◆ Information ◆
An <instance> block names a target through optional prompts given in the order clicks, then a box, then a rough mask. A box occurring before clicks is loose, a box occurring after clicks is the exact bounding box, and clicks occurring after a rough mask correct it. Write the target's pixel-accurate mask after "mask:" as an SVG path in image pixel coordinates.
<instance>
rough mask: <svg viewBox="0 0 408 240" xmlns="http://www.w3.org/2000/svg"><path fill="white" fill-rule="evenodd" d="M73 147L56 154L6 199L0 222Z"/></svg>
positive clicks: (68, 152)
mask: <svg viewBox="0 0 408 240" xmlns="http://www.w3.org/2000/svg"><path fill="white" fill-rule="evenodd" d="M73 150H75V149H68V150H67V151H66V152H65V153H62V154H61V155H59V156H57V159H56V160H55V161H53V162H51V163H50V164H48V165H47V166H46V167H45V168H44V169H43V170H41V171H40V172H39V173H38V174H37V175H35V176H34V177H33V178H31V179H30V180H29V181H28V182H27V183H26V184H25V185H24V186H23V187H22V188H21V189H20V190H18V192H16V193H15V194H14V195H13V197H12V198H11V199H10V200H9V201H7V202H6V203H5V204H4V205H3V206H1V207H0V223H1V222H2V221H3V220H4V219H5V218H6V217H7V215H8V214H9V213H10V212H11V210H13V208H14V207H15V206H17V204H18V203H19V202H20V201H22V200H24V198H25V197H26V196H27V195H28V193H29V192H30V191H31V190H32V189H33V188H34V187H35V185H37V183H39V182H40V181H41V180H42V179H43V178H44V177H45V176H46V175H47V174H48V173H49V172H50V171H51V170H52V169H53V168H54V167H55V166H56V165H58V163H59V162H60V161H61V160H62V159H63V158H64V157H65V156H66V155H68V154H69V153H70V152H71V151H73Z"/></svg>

◆ Prompt ◆
What you return should match every line above exactly.

◆ Task answer ◆
An <instance> block names a target through optional prompts given in the order clicks, then a box, then a rough mask. A box occurring before clicks is loose, a box occurring after clicks is the exact bounding box, and clicks occurring after a rough mask correct it. Write the target's pixel-accurate mask after "mask:" as an SVG path in image pixel coordinates.
<instance>
rough mask: <svg viewBox="0 0 408 240" xmlns="http://www.w3.org/2000/svg"><path fill="white" fill-rule="evenodd" d="M73 147L56 154L6 199L0 222Z"/></svg>
positive clicks: (68, 152)
mask: <svg viewBox="0 0 408 240" xmlns="http://www.w3.org/2000/svg"><path fill="white" fill-rule="evenodd" d="M73 150H75V149H68V150H67V151H66V152H65V153H62V154H61V155H59V156H57V159H56V160H55V161H53V162H51V163H50V164H48V165H47V166H46V167H45V168H44V169H43V170H41V171H40V172H39V173H38V174H37V175H35V176H34V177H33V178H31V179H30V180H29V181H28V182H27V183H26V184H25V185H24V186H23V187H22V188H21V189H20V190H18V192H16V193H15V194H14V195H13V197H12V198H11V199H10V200H9V201H7V202H6V203H5V204H4V205H3V206H1V207H0V223H1V222H2V221H3V220H4V219H5V218H6V217H7V215H8V214H9V213H10V212H11V210H13V208H14V207H15V206H17V204H18V203H19V202H20V201H22V200H24V198H25V197H26V196H27V195H28V193H29V192H30V191H31V190H32V189H33V188H34V187H35V185H37V183H39V182H40V181H41V180H42V179H43V178H44V177H45V176H46V175H47V174H48V173H49V172H50V171H51V170H52V169H53V168H54V167H55V166H56V165H58V163H59V162H60V161H61V160H62V159H63V158H64V157H65V156H66V155H68V154H69V153H70V152H71V151H73Z"/></svg>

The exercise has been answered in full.